- _Exercise goal_: Write the continuation of the passage on how defective viral genomes alert the immune system, picking up right after its final sentence.

Fig. 1. Schematic of the replication process of an RNA virus. The genomic RNA of parainfluenza virus 5 (PIV5) is represented. The viral polymerase reads along the genomic RNA to generate the antigenomic RNA. The genomic RNA is read by the viral polymerase to generate more genomic RNA. It can occur that the viral polymerase jumps to the nascent strand, thus creating a stem-loop structure called Trailer copyback DI. When the jump occurs when reading the genomic RNA it is called Leader copyback DI.

DIs alert the immune system of the presence of viral infection

Coming back to the cytoplasmic receptors RIG-I and Mda5, they recognize determined features in the nucleic acids. RIG-I recognizes 5’ triphosphorylated double stranded RNA with blunt ends, and this happens to be the case of the copyback DI from PIV5 shown in Fig. 1, and also other DI genomes of certain viruses. Indeed, it has been shown that the cellular immune system is activated upon detection of DI genomes of PIV5 instead of normal, non-defective viral genomes.

- _Provided records_:
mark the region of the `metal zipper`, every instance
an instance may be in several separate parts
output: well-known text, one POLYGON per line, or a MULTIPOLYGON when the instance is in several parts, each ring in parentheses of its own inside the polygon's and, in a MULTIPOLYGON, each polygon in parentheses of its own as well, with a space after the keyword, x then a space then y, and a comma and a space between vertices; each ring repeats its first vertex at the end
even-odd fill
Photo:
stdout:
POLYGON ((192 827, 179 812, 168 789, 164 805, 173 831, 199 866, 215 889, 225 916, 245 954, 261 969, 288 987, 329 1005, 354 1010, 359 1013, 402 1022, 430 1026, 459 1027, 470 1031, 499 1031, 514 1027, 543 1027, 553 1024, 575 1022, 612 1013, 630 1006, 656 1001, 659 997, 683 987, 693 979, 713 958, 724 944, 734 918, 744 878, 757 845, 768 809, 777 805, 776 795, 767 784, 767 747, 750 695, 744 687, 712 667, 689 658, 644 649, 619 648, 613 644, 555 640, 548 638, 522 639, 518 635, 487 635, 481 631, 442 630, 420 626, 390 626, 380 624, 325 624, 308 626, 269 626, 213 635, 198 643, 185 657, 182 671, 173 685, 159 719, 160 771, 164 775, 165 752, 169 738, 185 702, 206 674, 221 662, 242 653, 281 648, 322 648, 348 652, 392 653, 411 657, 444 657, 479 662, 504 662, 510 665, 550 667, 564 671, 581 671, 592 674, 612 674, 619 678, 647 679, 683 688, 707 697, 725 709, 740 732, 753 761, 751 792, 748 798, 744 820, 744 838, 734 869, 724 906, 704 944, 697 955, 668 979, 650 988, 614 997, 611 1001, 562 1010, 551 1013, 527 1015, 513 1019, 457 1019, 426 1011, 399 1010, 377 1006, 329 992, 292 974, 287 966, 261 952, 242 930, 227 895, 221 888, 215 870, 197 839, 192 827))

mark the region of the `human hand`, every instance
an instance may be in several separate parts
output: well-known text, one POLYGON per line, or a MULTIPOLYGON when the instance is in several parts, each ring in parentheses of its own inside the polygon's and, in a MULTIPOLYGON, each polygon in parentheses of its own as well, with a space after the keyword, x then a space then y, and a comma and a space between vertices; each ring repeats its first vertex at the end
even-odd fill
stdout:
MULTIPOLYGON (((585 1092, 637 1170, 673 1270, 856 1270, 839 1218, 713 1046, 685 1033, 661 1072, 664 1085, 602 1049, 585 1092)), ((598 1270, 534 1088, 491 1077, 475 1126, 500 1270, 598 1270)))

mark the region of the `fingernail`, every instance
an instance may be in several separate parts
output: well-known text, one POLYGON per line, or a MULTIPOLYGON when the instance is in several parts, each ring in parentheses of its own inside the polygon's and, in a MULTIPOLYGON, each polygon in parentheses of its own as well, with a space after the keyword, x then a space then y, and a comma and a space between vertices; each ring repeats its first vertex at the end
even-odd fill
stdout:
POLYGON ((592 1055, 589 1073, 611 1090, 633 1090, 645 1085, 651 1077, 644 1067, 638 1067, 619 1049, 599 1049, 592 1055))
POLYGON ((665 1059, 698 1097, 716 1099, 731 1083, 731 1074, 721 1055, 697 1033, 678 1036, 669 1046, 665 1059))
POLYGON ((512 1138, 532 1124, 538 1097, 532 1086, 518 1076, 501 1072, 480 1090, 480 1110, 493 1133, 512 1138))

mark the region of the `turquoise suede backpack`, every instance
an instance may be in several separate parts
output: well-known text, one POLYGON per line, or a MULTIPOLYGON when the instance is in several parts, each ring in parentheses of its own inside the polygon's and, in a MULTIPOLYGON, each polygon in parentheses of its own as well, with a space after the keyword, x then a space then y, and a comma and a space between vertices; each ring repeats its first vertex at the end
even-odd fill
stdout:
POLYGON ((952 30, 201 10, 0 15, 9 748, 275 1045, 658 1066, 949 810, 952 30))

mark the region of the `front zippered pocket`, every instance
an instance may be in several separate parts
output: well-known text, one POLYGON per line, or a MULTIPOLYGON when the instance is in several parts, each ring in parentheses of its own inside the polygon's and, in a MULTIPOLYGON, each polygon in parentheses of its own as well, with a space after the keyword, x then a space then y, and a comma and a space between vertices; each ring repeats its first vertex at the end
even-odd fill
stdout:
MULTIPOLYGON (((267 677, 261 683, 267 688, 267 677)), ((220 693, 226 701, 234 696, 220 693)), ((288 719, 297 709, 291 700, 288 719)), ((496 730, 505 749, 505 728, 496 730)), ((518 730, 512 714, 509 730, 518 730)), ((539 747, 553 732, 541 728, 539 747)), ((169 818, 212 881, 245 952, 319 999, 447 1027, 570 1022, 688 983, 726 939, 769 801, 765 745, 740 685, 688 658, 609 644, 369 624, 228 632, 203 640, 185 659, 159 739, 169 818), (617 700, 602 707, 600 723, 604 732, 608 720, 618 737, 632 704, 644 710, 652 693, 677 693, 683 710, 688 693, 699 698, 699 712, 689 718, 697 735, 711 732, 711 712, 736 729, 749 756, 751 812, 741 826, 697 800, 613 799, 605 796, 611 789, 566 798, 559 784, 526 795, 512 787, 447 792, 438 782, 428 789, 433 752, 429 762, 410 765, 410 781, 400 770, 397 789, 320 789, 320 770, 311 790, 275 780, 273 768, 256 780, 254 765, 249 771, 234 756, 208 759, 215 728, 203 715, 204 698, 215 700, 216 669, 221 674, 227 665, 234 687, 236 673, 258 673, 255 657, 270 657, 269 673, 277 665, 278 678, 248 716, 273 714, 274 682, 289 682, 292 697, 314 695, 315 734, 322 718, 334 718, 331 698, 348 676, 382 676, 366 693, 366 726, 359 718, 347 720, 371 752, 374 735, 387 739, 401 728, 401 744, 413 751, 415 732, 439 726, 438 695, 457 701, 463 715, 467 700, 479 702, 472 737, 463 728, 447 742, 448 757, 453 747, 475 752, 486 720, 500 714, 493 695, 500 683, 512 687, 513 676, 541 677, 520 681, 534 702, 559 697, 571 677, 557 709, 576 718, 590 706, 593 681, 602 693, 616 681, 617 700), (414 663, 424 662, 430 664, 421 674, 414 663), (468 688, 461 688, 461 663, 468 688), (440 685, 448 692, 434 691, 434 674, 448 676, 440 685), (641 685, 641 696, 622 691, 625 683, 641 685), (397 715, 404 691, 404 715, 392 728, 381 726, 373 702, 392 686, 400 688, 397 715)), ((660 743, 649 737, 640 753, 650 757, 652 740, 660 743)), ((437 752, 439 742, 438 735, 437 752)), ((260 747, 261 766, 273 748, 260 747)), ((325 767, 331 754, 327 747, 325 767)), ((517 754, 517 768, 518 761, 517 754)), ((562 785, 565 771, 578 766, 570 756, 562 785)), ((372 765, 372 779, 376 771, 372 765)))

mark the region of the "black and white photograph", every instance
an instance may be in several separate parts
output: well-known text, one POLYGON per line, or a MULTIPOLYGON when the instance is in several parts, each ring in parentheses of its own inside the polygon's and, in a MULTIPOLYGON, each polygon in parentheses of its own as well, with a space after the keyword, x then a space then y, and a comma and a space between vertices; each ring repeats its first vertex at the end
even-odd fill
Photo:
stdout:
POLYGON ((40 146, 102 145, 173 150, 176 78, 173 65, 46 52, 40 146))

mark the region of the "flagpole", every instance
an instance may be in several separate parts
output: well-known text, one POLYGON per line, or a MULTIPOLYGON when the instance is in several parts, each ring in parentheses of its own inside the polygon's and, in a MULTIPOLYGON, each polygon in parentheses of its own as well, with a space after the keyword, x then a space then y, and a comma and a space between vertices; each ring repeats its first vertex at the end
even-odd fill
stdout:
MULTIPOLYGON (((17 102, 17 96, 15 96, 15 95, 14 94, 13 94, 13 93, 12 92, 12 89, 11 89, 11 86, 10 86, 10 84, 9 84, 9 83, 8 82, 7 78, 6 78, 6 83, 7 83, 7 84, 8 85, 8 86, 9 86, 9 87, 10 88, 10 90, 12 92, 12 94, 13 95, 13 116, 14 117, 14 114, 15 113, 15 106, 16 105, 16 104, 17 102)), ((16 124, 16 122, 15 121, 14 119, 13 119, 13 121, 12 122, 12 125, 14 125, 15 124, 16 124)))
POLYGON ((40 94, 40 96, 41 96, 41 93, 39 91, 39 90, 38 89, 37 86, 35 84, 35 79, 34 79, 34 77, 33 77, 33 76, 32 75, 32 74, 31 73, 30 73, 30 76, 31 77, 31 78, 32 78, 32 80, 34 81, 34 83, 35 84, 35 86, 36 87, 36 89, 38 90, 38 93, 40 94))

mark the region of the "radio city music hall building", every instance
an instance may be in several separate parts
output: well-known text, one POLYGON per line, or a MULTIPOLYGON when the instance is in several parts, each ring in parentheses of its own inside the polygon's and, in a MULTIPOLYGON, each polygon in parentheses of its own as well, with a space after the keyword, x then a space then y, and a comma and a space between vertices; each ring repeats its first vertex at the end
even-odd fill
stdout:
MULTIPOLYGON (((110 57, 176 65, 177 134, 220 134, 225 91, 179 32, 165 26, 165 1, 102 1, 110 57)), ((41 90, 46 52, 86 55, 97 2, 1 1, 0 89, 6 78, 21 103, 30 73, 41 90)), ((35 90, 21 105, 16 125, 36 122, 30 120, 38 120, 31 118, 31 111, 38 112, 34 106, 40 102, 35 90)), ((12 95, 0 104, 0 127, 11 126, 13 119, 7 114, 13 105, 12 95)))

- _Answer space_:
Let’s suppose that cells are infected with PIV5. Once in the cytoplasm, the virus needs to counteract different mechanisms of cellular immune activation, as these mechanisms lead to the production of proteins that have a deleterious effect for the virus survival. Focusing on the replication process, we have already said that the new genome gets encapsidated as soon as it is generated, making it difficult for cytoplasmic receptors to recognize it. Further in time, some DI genomes will have been generated that will have formed DI viruses that subsequently go out of the cell to infect neighbouring cells and thus alert their immune system. This raises a problem for the virus, as the more DI viruses generated, the more likely the cells are to detect DI genomes and initiate an antiviral response that combats the overall viral infection.

Can DIs protect us from viral threat?

A lot of efforts have been made to take advantage of the ability of DIs to activate the IFN system. To date, no investigation is conclusive enough to ascertain that DIs can have therapeutic effects in humans, and numerous studies performed on animals have not yet yielded promising results.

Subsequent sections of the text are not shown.